(Records from a collection)
>>>

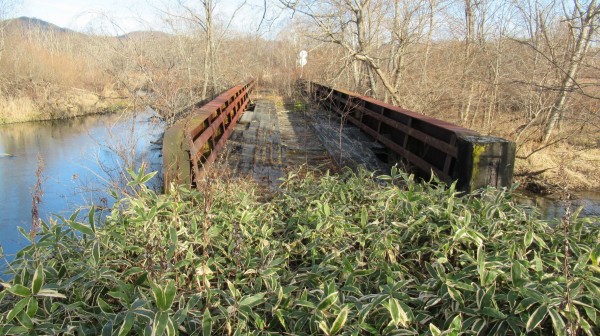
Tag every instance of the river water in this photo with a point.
(81, 158)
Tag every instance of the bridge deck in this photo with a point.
(272, 139)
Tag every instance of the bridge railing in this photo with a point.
(196, 141)
(449, 151)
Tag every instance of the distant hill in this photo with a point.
(27, 23)
(146, 34)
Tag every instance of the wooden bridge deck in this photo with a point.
(272, 139)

<<<

§ **WRITTEN INSTRUCTION**: Copy out every line of text in the data above word for word, and leave the pictures out of your answer.

§ **OUTPUT**:
Tag every instance of the river water in this photo with a point.
(81, 158)
Tag every instance of the bridge deck in this photo with a point.
(272, 139)
Tag every instance of the bridge railing in this photo with a point.
(196, 141)
(449, 151)
Tag every instance of the distant hill in this photo with a point.
(27, 23)
(146, 34)
Tag every instance of the wooden bridge deck in this photo with a point.
(272, 139)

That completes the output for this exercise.